Task instructions
In the data below, take the stretch from the line containing "Note: point to every instance of the horse's" through the line containing "x=312, y=200". Can you give those lines as a Markdown table with a Row column holding a running number, a Line column holding each line, and no blank lines?

Data in this exercise
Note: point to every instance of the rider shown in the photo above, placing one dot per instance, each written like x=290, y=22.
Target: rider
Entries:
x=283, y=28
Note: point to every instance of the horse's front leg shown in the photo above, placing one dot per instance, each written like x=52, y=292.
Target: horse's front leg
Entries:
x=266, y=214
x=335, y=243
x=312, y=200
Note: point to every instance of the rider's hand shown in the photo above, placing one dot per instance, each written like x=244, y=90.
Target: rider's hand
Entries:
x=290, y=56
---
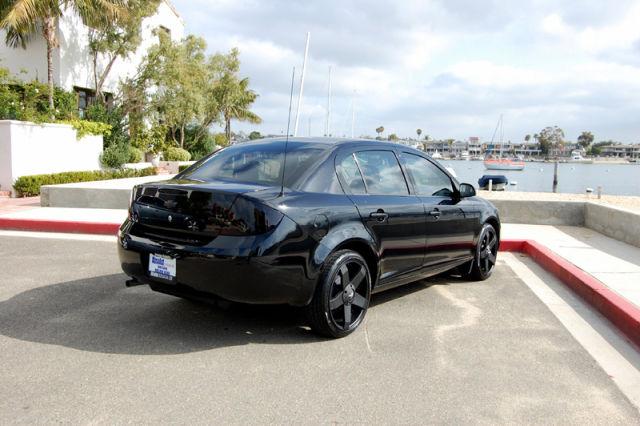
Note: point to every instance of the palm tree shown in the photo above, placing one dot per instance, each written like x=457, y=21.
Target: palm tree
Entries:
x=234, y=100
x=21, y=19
* * *
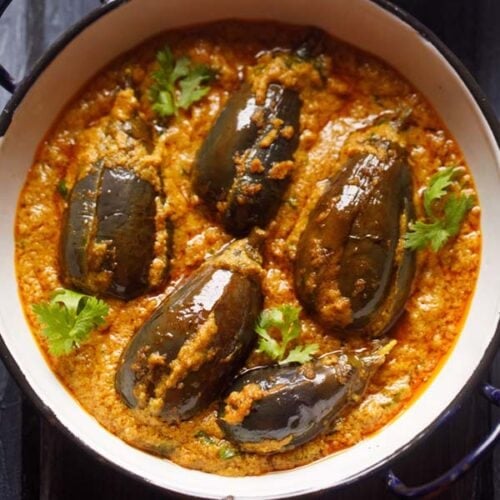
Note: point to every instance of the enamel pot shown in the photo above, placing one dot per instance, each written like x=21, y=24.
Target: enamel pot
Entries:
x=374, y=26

Answer for this exercise
| Row | Line |
|---|---|
| 1 | Note: point to every instance of the horse's front leg shown in the photo above, placing one dot per instance, each written like x=52, y=292. |
| 2 | Target: horse's front leg |
| 3 | Entries: |
| 4 | x=266, y=214 |
| 5 | x=335, y=243 |
| 6 | x=312, y=200 |